Stated problem
Exactly as written, please set down all of the entries again, with no pictures.

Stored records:
+++

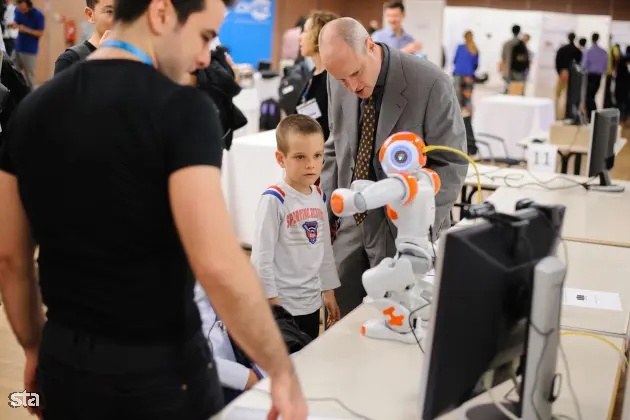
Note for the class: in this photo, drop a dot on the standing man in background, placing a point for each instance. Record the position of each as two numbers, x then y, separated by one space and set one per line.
373 92
565 57
514 59
595 64
9 34
29 21
395 36
99 13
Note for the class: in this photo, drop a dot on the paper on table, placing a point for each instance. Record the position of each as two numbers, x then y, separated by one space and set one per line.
592 299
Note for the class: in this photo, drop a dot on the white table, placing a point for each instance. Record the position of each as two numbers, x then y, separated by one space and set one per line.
381 379
567 151
252 167
591 216
512 118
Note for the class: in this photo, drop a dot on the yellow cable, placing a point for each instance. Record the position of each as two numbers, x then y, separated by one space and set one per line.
427 149
599 337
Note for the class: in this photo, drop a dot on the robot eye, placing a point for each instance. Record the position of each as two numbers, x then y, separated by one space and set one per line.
401 156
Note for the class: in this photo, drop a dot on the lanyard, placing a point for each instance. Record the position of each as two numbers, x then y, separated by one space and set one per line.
122 45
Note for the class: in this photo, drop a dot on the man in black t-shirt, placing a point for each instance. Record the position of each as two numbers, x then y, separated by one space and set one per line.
123 216
99 13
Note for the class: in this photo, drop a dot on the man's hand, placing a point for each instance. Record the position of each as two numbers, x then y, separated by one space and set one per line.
251 380
331 307
286 398
30 381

+++

Result for this exercise
Note for the class: in this photo, drop a dot on the standing man in background, placing a point for each instance. Record the position of each as two numbers, x then y, separated by one space and set one per line.
373 92
565 57
514 59
595 64
9 34
29 21
395 36
99 13
Note for the class: in this photo, drop a dot on the paper on table, placing a point for each instance. Record the position of each as two numbers, x then y, separated by one space and set one per line.
592 299
Note for the class: in this photo, drop a dot on the white table, placing a point for each instance. Record the position of each as two numbers, x then y, separated by one space and set one per line.
381 379
567 151
252 167
591 216
512 118
Note for the class: in this photo, drop a dot on the yellow cable, placing a point for each instance. Record the position of each as two numbers, x then y, separated by one space and set one per line.
427 149
599 337
Note for the class: in this photo, drop a dot on the robot eye, placing a point for each instance. Record the position of each as two numbers, x then y, separated by one space and set one per line.
401 156
Note for the class: in this photo, drop a dot on the lanyard, placing a point for each instance. Record the position of each as two numbers, x then y, separated by one space and set one per line.
122 45
Note for the class: in this photo, drop a dot on the man in black t-shirt, placing a point for each instance. Record the position of each as two numbers, x then y, separated by one space and set one per line.
123 216
99 13
Note for the class: in this photo, drop a dot on the man's hand, placing a point for each instance. Record the position of each as two numbers, x then y, separated by one space and set one per line.
251 380
331 307
286 398
30 381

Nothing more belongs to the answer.